Work to complete ▸
a - Using the lamp structure patent, explain why soldering wires between the light emitting diode and the driving module is a poor approach. Answer in one to three sentences.
b - Continue the lamp structure patent, starting after its final sentence.

US20150117037A1

US20150117037A1 - Lamp structure

Info

Publication number: US20150117037A1
Application number: US14/194,823
Authority: US
Inventors: Yueh-Ying FAN
Original assignee: Lextar Electronics Corp
Current assignee: Lextar Electronics Corp
Priority date: 2013-10-24
Filing date: 2014-03-03
Publication date: 2015-04-30
Also published as: TWI561764B; TW201516323A

Abstract

A lamp structure includes a shell, a light board, at least one light emitting diode, two electrical connecting elements, an electrical terminal, and a driving module. The shell has a first end and a second end opposite to each other. The light board is disposed on the first end of the shell. The light board has two through holes and two conductive portions respectively disposed adjacent to the through holes. The electrical connecting elements are disposed around the through holes and on the light board, and electrically connected to the conductive portions, respectively. The driving module includes a driving circuit and two electrodes. The driving circuit is disposed at a side of the light board opposite to the light emitting diode. The two electrodes are electrically connected to the driving circuit. The two electrodes thread through the two through holes and interfere with the two electrical connecting elements, respectively.

Description

RELATED APPLICATIONS

This application claims priority to Taiwan Application Serial Number 102138495, filed Oct. 24,2013, which is herein incorporated by reference.

BACKGROUND

1. Field of Invention
The present invention relates to a lamp structure. More particularly, the present invention relates to an LED lamp structure.
2. Description of Related Art
A general light emitting diode lamp at least includes a light emitting diode, a light board, and a driving module. The light emitting diode and the driving module are respectively disposed at opposite sides of the light board. In general, wires are required between the light emitting diode and the driving module to form electrical connections, where the joint is conducted by bonding with solders. Accordingly, in assembly the wires are respectively guided through two predetermined holes of the light board and then pulled out from the holes to connect to solder pads for the light emitting diode on the light board. The ends of the wires are pressed on the pads and bonded to the pads with solder. This configuration of the wires in the assembly has a weak mechanical structure. Also, the assembly processes are complicated, which incurs more cost of components in the assembly and is disadvantageous to the mass production.

Available data ▸
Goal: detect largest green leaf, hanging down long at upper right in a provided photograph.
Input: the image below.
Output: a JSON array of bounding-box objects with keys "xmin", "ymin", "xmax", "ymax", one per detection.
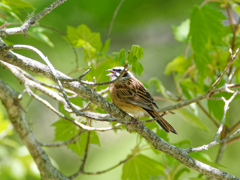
[{"xmin": 190, "ymin": 5, "xmax": 226, "ymax": 79}]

Responses by task ▸
a - The wires are guided through holes in the light board and soldered onto the pads, and this configuration has a weak mechanical structure. The assembly processes are also complicated, which adds component cost and is disadvantageous to mass production.

b -
SUMMARY

An aspect of the present invention provides a lamp structure including a shell, a light board, at least one light emitting diode, two electrical connecting elements, an electrical terminal, and a driving module. The shell has a first end and a second end opposite to the first end. The light board is disposed on the first end of the shell. The light board has two through holes and two conductive portions respectively disposed adjacent to the two through holes. The light emitting diode is disposed on the light board. The electrical connecting elements are respectively disposed around the two through holes and on the light board, and respectively electrically connected to the two conductive portions. The electrical terminal is connected to the second end of the shell and forms an accommodating space with the shell. The driving module is disposed in the accommodating space. The driving module includes a driving circuit and two electrodes. The driving circuit is disposed at a side of the light board opposite to the light emitting diode. The electrodes are electrically connected to the driving circuit and protruding from the driving circuit. The two electrodes thread through the two through holes and interfere with the two electrical connecting elements, respectively.
In one or more embodiments, each of the electrical connecting elements is a spring plate. The spring plate includes a fixing portion and a connecting portion. The fixing portion has an opening therein. The opening exposes the through hole of the light board. The connecting portion extends upwards from the fixing portion to the above of the through hole, and the connecting portion is configured for connecting the electrode.
In one or more embodiments, the shell further has a supporting surface disposed on the first end configured for supporting the light board
In one or more embodiments, the supporting surface has two guiding slots respectively disposed below the two through holes of the light board. The guiding slots are configured for guiding the two electrodes into the two through holes.
In one or more embodiments, each of the guiding slots includes a hole and two inclined chamfered portions. The hole is disposed on the supporting surface and corresponding to the through hole. The inclined chamfered portions are disposed below the supporting surface and disposed at two opposite sides of the hole.
In one or more embodiments, the lamp structure further includes a plurality of hooks disposed at an edge of the first end of the shell. The hooks are configured for fixing the light board.
In one or more embodiments, the lamp structure further includes a lamp cover disposed on the first end of the shell to cover at least the light board, the light emitting diode, and the electrical connecting elements.
In one or more embodiments, the electrical connecting elements are fixed on the light board through a bonding process.
In one or more embodiments, the electrical connecting elements are made of metal.
In one or more embodiments, the conductive portions are bonding pads.
Since the lamp structure in the embodiments mentioned above is assembled by processing the operations of threading the electrodes of the driving module through the shell and the light board, and being respectively electrically connecting the electrodes to the electrical connecting elements. Therefore, the assembly process can be speed up. Furthermore, since the driving module can be electrically connected to the light emitting diode without wires, the structure strength of the lamp structure can be enhanced.

BRIEF DESCRIPTION OF THE DRAWINGS

FIG. 1 is a perspective diagram of a lamp structure according to one embodiment of the present invention;

FIG. 2 is an exploded view of the lamp structure of FIG. 1;

FIG. 3A is a front view of electrical connecting elements of FIG. 2;

FIG. 3B is a side view of the electrical connecting elements of FIG. 2;

FIG. 4A is a cross sectional view taking along line 4A-4A of FIGS. 1; and

FIG. 4B is a cross sectional view of a driving module and the electrical connecting elements of FIG. 4A when they are separate from each other.

DETAILED DESCRIPTION

Reference will now be made in detail to the present embodiments of the invention, examples of which are illustrated in the accompanying drawings. Wherever possible, the same reference numbers are used in the drawings and the description to refer to the same or like parts.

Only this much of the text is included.